§ PROVIDED RECORDS:
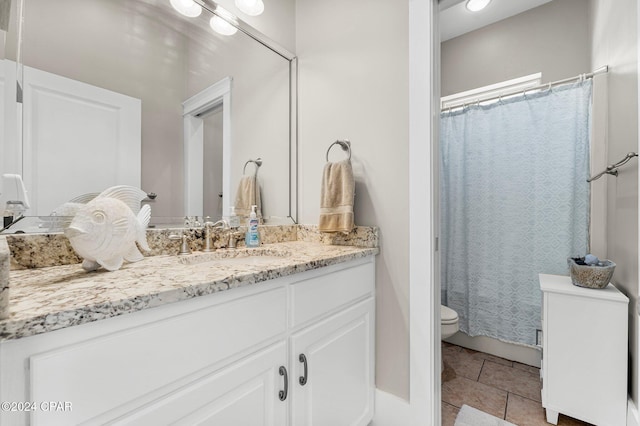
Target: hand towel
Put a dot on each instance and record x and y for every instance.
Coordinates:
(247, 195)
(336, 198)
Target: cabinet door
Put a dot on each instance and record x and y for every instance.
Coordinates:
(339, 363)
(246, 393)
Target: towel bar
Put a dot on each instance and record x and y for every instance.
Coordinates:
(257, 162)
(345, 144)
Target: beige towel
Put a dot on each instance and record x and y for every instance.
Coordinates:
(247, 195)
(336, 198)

...

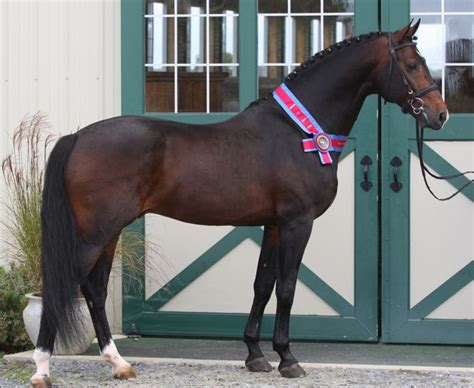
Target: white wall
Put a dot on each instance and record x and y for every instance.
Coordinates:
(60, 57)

§ DIRECTIVE: Identify every line in the entries above that contains the string "Target", and copy each of those lines. Case counts.

§ TASK ANSWER:
Target: hand towel
Target: cabinet door
Target: towel bar
Target: beige towel
Target: white wall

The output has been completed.